THE PROBLEM ->
In the passage on the HHS religious exemption, write out word for word everything from "4. The organization’s" down to "of their faith.".

Start of EXCERPT

The rule from HHS allows for a religious exemption, the parameters for which are very narrow. There are essentially four aspects to this exemption.

  1. The organization must have tax exempt status.
  2. The organization’s purpose must be primarily to inculcate the faith – that means that their main work is teaching about the faith and/or worship.
  3. The organization’s work must be executed primarily by members of the faith – which means that at a Catholic hospital, all the essential employees must be professed Catholics.
  4. The organization’s work must be directed primarily to members of the faith – which means that a Catholic hospital would only be treating Catholics.

The first of these is obviously not a problem.

The second one can get tricky. How does a religious organization define “inculcating” the faith?

But it is the third and fourth ones above that are the real scandal. Why?  The Feds are telling Catholics that because we hire non-Catholics and – even worse – because we serve non-Catholics we are not REALLY engaging in work motivated by our faith. If this mandate stands, and at this point one wonders just how stupid the Obama Administration is here by keeping it alive, the Federal Government will be determining for religious institutions what counts as religious activity and what doesn’t. They will be deciding for the Church what and how much of what they do is an outgrowth of their faith.

End of EXCERPT
Start of DATASET

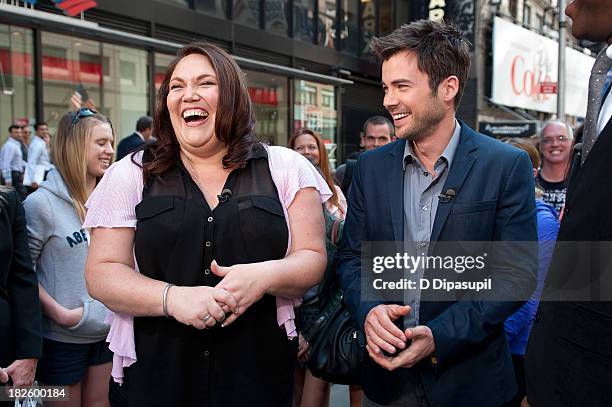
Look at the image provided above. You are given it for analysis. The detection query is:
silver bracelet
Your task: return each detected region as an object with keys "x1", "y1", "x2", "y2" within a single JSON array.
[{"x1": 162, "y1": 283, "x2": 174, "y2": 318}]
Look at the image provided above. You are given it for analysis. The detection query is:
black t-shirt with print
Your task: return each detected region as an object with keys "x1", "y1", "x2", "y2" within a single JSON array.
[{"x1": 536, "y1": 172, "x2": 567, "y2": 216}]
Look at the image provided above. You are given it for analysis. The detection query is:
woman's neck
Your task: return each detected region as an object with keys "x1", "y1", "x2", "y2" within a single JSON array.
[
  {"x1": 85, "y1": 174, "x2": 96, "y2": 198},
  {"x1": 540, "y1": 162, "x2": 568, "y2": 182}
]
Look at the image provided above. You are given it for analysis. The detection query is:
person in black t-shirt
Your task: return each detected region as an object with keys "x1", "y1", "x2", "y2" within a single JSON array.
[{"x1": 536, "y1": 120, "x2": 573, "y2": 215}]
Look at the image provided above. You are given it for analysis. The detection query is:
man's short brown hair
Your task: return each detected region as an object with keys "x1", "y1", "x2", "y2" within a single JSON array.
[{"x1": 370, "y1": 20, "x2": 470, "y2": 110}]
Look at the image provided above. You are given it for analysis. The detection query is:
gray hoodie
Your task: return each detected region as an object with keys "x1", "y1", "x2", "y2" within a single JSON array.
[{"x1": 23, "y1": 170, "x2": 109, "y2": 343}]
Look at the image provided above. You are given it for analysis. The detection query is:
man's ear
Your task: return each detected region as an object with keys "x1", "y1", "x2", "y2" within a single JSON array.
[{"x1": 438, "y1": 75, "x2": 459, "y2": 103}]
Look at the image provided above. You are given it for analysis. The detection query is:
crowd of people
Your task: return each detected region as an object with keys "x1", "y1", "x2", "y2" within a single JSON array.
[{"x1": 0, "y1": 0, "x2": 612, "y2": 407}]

End of DATASET

YOUR SOLUTION ->
4. The organization’s work must be directed primarily to members of the faith – which means that a Catholic hospital would only be treating Catholics.

The first of these is obviously not a problem.

The second one can get tricky. How does a religious organization define “inculcating” the faith?

But it is the third and fourth ones above that are the real scandal. Why?  The Feds are telling Catholics that because we hire non-Catholics and – even worse – because we serve non-Catholics we are not REALLY engaging in work motivated by our faith. If this mandate stands, and at this point one wonders just how stupid the Obama Administration is here by keeping it alive, the Federal Government will be determining for religious institutions what counts as religious activity and what doesn’t. They will be deciding for the Church what and how much of what they do is an outgrowth of their faith.